- [Extracted text]:

Today’s post is 1550 words, 35 photos, an 8 minute read. Enjoy!
Hi everyone,
After walking in the heat the previous day, the walk to Stanton was a pleasant 70°F (~21°C) with a nice breeze to keep us cool. Today we would meet more people walking because we were walking on the well-traveled Cotswold Way for the next couple of days. We’ll see more sheep, climb a couple of hills, and learn about Cromwell’s Seat.
If you missed the previous posts in this series, click here, here, here, here, and here.
Onward to Stanton
Breakfast at The Lion Inn in Winchcombe was delicious, I had the Butcombe Breakfast that came with sausage, bacon, fried eggs (over hard for me), sautéed mushrooms, and slow roast tomatoes. That plus a couple cups of coffee and I was ready to hit the trail.
Before leaving Winchcombe, I should tell you a little about this town of 5000 people nestled in the Isbourne Valley. The name Winchcombe come from the Old English words wincel and cumb meaning a valley with a bend. It is known for its charming, historic atmosphere. Seven walking trails cross through Winchcomb, making it a place amenable to walkers. While our stay was confined to The Lion Inn, this is a place that merits further exploration.
As we made our way out of town, we noted some of the interesting history in several buildings. The stone, stucco, wood, and windows gave a bit of a peek into the past. 


In the countryside, the sheep were grazing within a stones throw from the town.

- [Material shown]:
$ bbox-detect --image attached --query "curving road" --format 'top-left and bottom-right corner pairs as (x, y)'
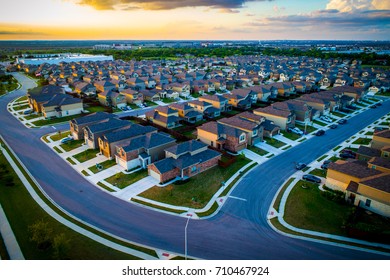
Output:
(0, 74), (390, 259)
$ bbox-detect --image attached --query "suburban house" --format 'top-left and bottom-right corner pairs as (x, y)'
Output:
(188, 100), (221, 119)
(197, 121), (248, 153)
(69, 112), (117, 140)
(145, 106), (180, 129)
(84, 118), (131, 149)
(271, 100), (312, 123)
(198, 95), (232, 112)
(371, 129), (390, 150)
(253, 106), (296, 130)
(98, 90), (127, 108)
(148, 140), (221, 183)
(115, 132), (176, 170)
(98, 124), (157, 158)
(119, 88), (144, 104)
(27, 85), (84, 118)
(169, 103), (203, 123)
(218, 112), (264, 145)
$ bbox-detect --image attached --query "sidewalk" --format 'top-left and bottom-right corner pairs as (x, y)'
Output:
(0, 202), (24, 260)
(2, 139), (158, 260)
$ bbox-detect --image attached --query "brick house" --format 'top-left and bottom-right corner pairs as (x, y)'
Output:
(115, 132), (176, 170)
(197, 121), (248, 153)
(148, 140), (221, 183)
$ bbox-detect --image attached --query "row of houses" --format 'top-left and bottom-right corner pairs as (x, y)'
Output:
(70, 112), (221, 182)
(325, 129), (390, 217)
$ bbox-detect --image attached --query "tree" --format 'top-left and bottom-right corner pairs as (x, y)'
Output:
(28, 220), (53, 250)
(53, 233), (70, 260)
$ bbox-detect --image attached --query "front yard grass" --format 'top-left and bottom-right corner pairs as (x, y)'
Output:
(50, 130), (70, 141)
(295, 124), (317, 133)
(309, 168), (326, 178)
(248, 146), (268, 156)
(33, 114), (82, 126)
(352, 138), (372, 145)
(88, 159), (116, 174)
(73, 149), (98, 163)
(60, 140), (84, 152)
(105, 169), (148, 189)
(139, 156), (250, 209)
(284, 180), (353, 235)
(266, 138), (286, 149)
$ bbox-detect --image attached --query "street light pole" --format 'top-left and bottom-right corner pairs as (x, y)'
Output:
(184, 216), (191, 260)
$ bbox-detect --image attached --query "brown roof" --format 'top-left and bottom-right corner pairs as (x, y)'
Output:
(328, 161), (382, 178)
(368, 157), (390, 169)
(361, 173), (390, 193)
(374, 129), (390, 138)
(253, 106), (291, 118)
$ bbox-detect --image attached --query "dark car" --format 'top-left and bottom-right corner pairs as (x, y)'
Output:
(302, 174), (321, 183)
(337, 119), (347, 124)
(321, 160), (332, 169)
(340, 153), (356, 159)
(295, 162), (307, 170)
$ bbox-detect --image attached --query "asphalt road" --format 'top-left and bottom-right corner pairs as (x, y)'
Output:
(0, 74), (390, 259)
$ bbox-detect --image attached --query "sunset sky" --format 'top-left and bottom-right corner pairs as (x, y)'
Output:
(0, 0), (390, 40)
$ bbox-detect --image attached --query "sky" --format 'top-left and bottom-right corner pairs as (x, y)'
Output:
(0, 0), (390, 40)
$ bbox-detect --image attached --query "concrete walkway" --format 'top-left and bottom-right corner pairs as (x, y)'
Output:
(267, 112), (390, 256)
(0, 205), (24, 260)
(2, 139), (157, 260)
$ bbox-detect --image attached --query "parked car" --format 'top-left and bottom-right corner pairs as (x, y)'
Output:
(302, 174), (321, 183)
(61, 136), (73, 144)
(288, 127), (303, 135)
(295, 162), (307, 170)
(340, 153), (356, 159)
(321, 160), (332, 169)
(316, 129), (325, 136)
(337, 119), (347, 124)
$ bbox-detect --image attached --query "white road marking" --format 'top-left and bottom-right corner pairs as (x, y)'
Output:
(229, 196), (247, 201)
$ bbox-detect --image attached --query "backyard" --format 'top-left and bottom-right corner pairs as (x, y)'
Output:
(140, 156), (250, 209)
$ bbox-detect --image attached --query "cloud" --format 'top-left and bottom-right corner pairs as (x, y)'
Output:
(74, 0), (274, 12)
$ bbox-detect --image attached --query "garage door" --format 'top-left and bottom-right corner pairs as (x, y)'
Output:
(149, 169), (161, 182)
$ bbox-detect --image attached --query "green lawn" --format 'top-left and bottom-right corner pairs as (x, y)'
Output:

---

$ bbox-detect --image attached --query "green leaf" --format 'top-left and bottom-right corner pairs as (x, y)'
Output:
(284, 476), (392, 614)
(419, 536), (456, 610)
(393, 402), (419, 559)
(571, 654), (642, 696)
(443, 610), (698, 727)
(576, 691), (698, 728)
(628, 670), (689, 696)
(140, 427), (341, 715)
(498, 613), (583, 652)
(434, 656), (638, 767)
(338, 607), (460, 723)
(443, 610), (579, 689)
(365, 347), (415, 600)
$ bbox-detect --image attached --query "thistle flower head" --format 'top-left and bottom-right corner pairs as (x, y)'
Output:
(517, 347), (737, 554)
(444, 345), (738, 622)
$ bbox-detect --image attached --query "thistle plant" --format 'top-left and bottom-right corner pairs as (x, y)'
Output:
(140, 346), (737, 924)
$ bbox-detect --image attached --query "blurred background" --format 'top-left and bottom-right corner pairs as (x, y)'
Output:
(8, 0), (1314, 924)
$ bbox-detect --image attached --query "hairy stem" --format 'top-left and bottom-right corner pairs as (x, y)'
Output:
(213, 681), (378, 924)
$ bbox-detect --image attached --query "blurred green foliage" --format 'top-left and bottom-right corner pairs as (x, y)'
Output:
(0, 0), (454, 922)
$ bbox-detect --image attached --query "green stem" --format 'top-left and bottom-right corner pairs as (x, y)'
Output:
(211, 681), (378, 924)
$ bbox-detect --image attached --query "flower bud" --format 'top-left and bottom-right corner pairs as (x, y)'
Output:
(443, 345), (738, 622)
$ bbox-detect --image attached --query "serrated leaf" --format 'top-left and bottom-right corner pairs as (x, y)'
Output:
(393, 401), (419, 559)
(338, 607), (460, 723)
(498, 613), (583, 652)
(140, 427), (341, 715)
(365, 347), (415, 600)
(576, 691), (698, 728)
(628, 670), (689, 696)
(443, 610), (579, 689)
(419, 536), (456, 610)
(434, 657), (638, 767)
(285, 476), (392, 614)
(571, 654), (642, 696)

- [Goal]:
Please say whether each statement below agrees with the post above about the walk to Stanton. Answer yes or no for each, quoting the words from the post that decide it.
1. The walk to Stanton was hotter than the previous day's walk.
2. The breakfast at The Lion Inn included poached eggs.
3. The name Winchcombe comes from Old English words meaning a valley with a bend.

- [Result of this task]:
1. No: "After walking in the heat the previous day, the walk to Stanton was a pleasant 70°F (~21°C) with a nice breeze to keep us cool."
2. No: "fried eggs (over hard for me)"
3. Yes: "The name Winchcombe come from the Old English words wincel and cumb meaning a valley with a bend."